**Stated task**
Copy each line of the material that contains the string "group", matching case exactly.

**Provided data**
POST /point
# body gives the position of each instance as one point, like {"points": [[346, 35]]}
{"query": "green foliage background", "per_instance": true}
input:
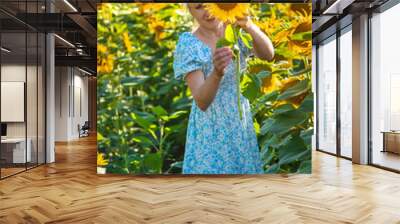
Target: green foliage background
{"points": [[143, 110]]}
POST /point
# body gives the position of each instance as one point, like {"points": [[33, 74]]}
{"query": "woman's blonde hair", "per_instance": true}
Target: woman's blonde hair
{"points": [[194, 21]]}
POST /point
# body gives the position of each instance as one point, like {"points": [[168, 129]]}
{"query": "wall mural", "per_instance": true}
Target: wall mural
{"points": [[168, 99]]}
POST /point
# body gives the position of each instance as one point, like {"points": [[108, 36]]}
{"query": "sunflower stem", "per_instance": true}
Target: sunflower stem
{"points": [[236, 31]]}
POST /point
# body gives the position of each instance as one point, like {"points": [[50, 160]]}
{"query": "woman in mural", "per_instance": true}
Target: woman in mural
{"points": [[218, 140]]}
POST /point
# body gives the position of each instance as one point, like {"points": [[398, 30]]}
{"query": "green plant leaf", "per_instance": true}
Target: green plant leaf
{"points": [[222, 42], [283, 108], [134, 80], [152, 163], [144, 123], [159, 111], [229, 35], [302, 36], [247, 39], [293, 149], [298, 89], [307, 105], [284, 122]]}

--

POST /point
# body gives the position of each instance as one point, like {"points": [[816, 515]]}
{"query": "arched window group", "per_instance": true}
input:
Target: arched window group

* * *

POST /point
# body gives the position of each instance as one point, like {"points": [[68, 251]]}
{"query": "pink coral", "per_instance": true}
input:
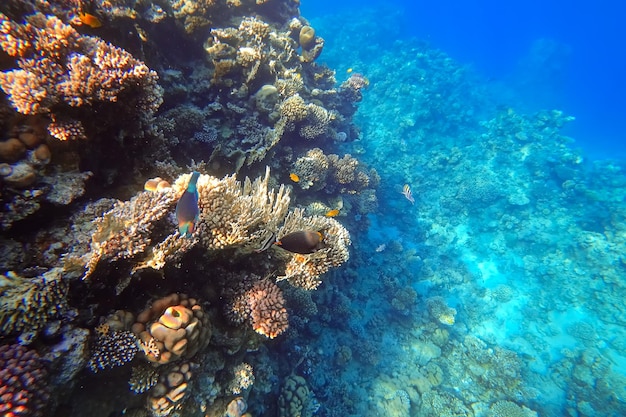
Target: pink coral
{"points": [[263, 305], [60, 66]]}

**Reply to the task**
{"query": "arched window group", "per_instance": true}
Target: arched window group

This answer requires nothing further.